### What needs to be done
The output should consist solely of the line containing "and round pompom" and all lines after it through the final line of the entries below, reproduced exactly.

### Available data
☆ ☆ ☆ ☆ ☆ ☆ ☆
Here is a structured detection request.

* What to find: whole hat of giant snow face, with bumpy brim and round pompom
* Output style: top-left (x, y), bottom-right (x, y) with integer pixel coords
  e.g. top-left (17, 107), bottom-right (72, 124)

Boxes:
☆ ☆ ☆ ☆ ☆ ☆ ☆
### Response box
* What to find: whole hat of giant snow face, with bumpy brim and round pompom
* Output style: top-left (x, y), bottom-right (x, y) with integer pixel coords
  e.g. top-left (17, 107), bottom-right (72, 124)

Boxes:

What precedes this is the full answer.